++++ SUPPLIED DATA ++++

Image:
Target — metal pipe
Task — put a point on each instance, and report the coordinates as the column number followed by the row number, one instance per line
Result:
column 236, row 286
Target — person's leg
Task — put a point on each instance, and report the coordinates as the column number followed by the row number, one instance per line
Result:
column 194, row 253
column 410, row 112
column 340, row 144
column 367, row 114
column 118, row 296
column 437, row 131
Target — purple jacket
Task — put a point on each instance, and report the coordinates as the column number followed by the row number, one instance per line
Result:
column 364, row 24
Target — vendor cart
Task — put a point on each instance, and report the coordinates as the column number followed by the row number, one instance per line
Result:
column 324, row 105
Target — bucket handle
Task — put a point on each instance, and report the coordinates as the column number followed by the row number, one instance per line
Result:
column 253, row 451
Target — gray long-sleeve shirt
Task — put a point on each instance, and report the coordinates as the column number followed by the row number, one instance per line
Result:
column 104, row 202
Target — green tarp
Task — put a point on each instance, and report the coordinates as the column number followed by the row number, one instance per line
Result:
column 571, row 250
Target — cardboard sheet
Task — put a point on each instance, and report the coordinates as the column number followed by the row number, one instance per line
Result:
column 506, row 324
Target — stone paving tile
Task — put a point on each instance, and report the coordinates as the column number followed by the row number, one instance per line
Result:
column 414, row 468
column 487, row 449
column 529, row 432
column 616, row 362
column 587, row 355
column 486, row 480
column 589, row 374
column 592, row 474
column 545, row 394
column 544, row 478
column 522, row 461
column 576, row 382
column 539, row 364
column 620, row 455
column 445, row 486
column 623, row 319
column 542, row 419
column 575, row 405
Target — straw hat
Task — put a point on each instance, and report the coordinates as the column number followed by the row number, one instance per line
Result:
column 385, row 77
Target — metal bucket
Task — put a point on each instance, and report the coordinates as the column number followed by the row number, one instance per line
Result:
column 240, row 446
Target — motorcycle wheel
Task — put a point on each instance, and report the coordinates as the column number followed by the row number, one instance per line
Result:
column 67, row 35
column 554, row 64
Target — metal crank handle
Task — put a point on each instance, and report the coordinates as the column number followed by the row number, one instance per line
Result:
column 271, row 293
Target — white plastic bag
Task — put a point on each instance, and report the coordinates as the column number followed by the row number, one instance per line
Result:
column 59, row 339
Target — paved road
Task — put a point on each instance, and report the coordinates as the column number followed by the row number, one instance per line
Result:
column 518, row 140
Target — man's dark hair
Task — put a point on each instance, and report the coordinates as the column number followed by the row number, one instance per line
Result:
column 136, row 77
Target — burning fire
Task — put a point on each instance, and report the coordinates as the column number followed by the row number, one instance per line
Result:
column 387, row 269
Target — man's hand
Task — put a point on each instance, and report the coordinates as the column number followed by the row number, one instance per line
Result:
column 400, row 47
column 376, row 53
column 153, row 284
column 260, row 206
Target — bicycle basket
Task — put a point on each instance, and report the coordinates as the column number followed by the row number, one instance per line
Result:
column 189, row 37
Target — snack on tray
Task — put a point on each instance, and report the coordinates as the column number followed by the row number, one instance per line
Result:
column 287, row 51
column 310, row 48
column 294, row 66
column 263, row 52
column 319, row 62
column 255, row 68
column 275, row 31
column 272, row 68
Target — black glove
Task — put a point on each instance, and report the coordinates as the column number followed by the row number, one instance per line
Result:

++++

Copy out the whole listing again, substituting "mark" for every "put a point on" and leaving everything else unchanged.

__EXERCISE OUTPUT__.
Image:
Target — metal pipe
Task — mark each instance, and report the coordinates as the column number followed by the row number, one instance per line
Result:
column 236, row 286
Target — person's leg
Task — mark each instance, and report the coordinates as the column number followed by the row number, one instance per line
Result:
column 194, row 253
column 410, row 112
column 340, row 144
column 367, row 114
column 118, row 296
column 437, row 131
Target — purple jacket
Task — mark each instance, and report the coordinates as the column number followed by the row number, one instance per line
Result:
column 364, row 24
Target — vendor cart
Task — mark each instance, and report the coordinates as the column number followed by the row number, one instance per line
Result:
column 324, row 105
Target — bucket handle
Task — mark each instance, and report the coordinates as the column number followed by the row number, one instance per line
Result:
column 253, row 451
Target — gray long-sleeve shirt
Task — mark each instance, and report the coordinates as the column number followed by the row number, one instance per line
Result:
column 104, row 202
Target — green tarp
Task — mark each instance, and report the coordinates as the column number followed by the row number, one instance per line
Result:
column 571, row 250
Target — cardboard sheet
Task — mark each instance, and report the coordinates as the column number followed by the row number, one instance per line
Result:
column 506, row 324
Target — stone paving tile
Task — mark each instance, and report the coordinates as the column number followed by the row number, one instance per line
Result:
column 414, row 468
column 487, row 449
column 529, row 432
column 616, row 362
column 587, row 355
column 486, row 480
column 589, row 374
column 592, row 474
column 545, row 394
column 544, row 478
column 522, row 461
column 576, row 382
column 539, row 364
column 620, row 455
column 445, row 486
column 623, row 319
column 542, row 419
column 575, row 405
Target — straw hat
Task — mark each instance, and report the coordinates as the column number followed by the row number, one instance per line
Result:
column 385, row 77
Target — metal bucket
Task — mark each instance, and report the coordinates as the column number followed by the row number, one instance per line
Result:
column 240, row 446
Target — motorcycle wheel
Task — mark each instance, and report the coordinates as the column number followed by the row number, one instance per line
Result:
column 67, row 35
column 554, row 64
Target — metal crank handle
Task — mark each instance, and report the coordinates as the column number followed by the row number, one instance per line
Result:
column 271, row 293
Target — white plastic bag
Task — mark each instance, and report the coordinates as the column number followed by the row number, one instance per line
Result:
column 59, row 339
Target — paved road
Task — mark each instance, and report the coordinates as the column number followed by the row number, one instance per line
Result:
column 518, row 140
Target — man's dark hair
Task — mark each instance, and report the coordinates as the column number followed by the row number, one instance per line
Result:
column 136, row 77
Target — burning fire
Task — mark each instance, and report the coordinates as the column number followed by the row number, one instance per line
Result:
column 387, row 269
Target — man's hand
Task — mark each instance, and report the coordinates as the column number followed by the row number, one instance per line
Result:
column 400, row 47
column 376, row 53
column 153, row 284
column 260, row 206
Target — bicycle basket
Task — mark each instance, and report the coordinates as the column number followed by the row number, one instance per line
Result:
column 189, row 37
Target — snack on tray
Task — mark each instance, and report the coordinates as the column number followed by the row number, one instance per line
Result:
column 287, row 51
column 310, row 48
column 294, row 66
column 263, row 52
column 319, row 62
column 255, row 68
column 275, row 31
column 272, row 68
Target — black glove
Task — mark each instance, and report the coordinates as the column number followed by the row number, one instance per line
Result:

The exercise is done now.